● 短い問題 A
下の「提示された行」にある英文の1行と座標の11行を、一字も変えずにすべて書き写してください。

● 抜粋文

足と腰を使って布を織る古代の機織り技術の様子です。
この織り機を使って機織りをする女性坐像埴輪の3D画像が展示されていて、
その埴輪を含む栃木県甲塚古墳(6世紀)から出土した埴輪の群像が9体、
展示室の真ん中に並べられていました。
馬を引く男性・柄杓を持った女性・盾を持つ男性・腰に手を当てた女性・機織りをする女性などの埴輪があって
性別は髪型から推定されているとか。(男性はみづら、女性はまとめ髪など)
沖ノ島の神への奉納物と考えられる、島から出土した紡績具の雛型(10世紀)からは
それらが女神に捧げられるものとされたことから昔から機織りが女性の仕事だったということがわかりますが、
後々は税として徴収される錦は男性が織り、女性は麻などを織るといった分業制になっていったとか。

古代の地域社会であるムラやサトの様子について、
島根県の青木遺跡から当時の様子を再現したジオラマ展示がありましたが
令集解(17世紀写)の儀制令春時祭田条に「男女悉く集まり」「則ち歯(年齢)を以て坐に居し」とあるので
8世紀のムラの祭祀は男女がともに参加して直会などでは年齢順に座っていた事例があったということだな。
出土した捧げ物の木簡には「〇〇丸」や「〇〇女」など男女の名前がみられるそうです。
鳥取県で見つかった般若多心経(845年)は奉納した中心人物数名のうち女性は1人のみで、
この経典を奉納する行事で中心になったのは男性だったのかな?
福島県の荒田目条里遺跡(奈良~平安時代)には農業のひとつとして田植えをした人々の記録があり、
ある郡司の田植えで参加した36人のうち男性33人、女性3人という日があったそうな。

● 提示された行
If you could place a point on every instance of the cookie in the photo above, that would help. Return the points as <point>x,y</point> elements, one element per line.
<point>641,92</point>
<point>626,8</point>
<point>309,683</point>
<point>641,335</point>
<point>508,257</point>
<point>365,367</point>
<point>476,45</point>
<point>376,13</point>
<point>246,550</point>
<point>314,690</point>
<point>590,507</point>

● 短い問題 B
抜粋文によると、埴輪の性別は何から推定されていますか。

● 解答例 A
If you could place a point on every instance of the cookie in the photo above, that would help. Return the points as <point>x,y</point> elements, one element per line.
<point>641,92</point>
<point>626,8</point>
<point>309,683</point>
<point>641,335</point>
<point>508,257</point>
<point>365,367</point>
<point>476,45</point>
<point>376,13</point>
<point>246,550</point>
<point>314,690</point>
<point>590,507</point>

● 解答例 B
髪型から推定されています。男性はみづら、女性はまとめ髪などです。